PROBLEM TO SOLVE — Reproduce the listing below word for word, leaving out the pictures.

ENTRIES —
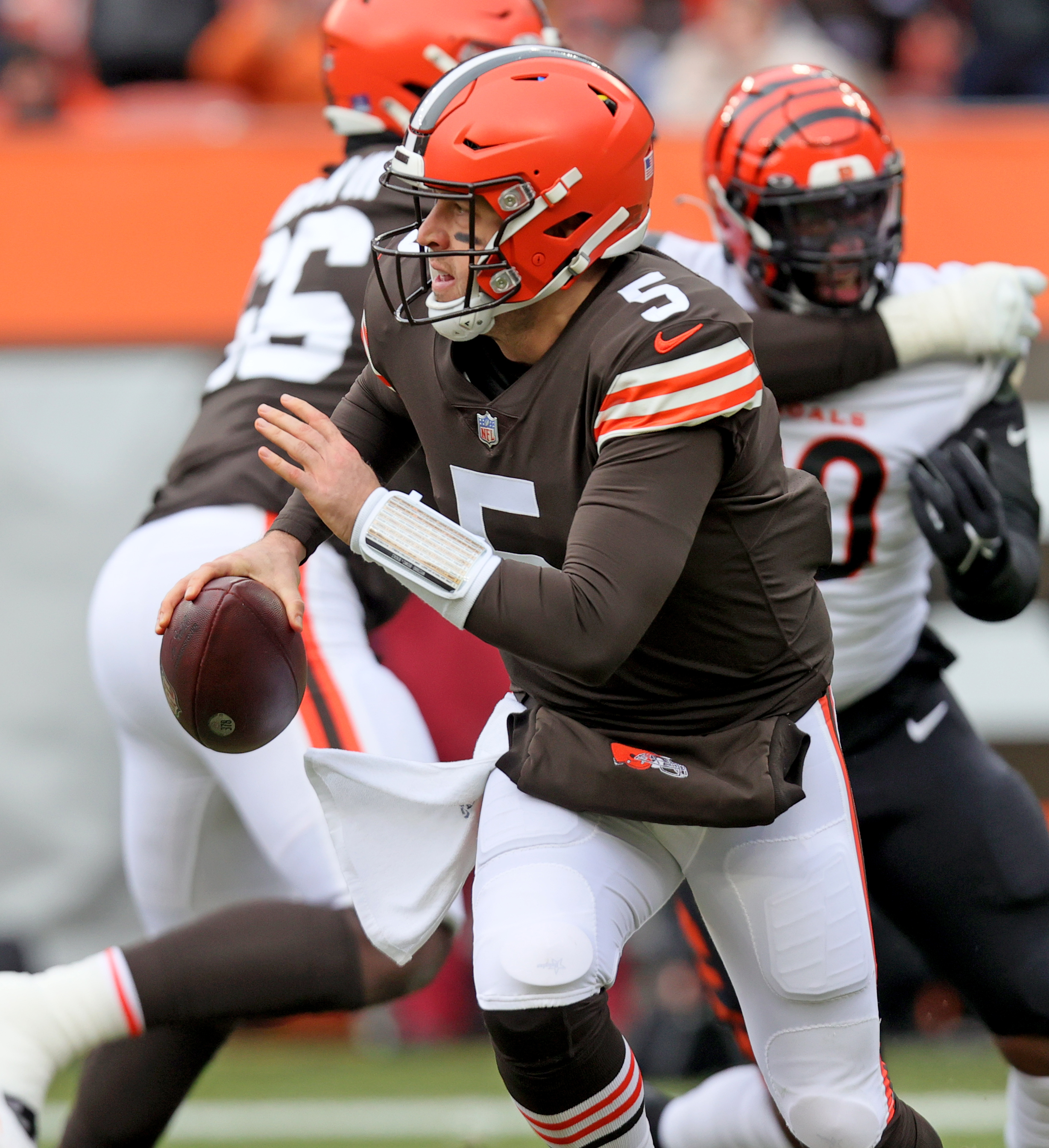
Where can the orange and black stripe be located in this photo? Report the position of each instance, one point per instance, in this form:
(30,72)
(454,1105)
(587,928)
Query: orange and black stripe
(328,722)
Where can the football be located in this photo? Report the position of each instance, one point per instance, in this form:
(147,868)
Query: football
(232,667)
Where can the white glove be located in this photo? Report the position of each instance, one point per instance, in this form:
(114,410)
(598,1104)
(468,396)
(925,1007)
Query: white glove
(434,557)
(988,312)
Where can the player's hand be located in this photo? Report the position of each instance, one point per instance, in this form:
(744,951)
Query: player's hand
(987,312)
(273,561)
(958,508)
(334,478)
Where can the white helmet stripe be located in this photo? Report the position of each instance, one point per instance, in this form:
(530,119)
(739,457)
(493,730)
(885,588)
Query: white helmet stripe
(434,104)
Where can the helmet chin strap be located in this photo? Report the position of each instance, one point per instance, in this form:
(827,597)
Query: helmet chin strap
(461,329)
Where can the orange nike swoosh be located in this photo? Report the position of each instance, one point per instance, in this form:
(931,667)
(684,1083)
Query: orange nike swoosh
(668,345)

COMPLETED EXERCISE —
Where can the orange and black stripe be located in this photo? Report the position of each instance, one point per instance, in this form:
(30,72)
(454,1105)
(587,928)
Query: orange and black stripe
(328,722)
Where can the football be located in this photo? Report the position of each instance, one point per instance, in this form:
(147,868)
Query: football
(232,667)
Where can the white glove be located in this photo? Report the position of each instance, one point per instance, in this form:
(114,410)
(598,1104)
(468,396)
(925,1007)
Query: white glove
(434,557)
(988,312)
Where can the player's hand be located in this photo? Report the position of each instance, one point per instance, in this form:
(744,951)
Query: player's hand
(987,312)
(273,561)
(958,508)
(334,478)
Where can the white helmet stripe be located in this photo? Report the position of each instance, one point per instance, in this form:
(530,119)
(739,457)
(493,730)
(885,588)
Query: white helmet stripe
(434,104)
Where can the helmet chin strap be located in this photo? Report the position of each instance, one point per instance, in this form:
(827,597)
Query: helmet chin strap
(461,329)
Where can the orange nike swoosh be located in this photo? Report the position of each instance, one point per instance, in this form:
(931,667)
(684,1083)
Query: orange nike swoosh
(668,345)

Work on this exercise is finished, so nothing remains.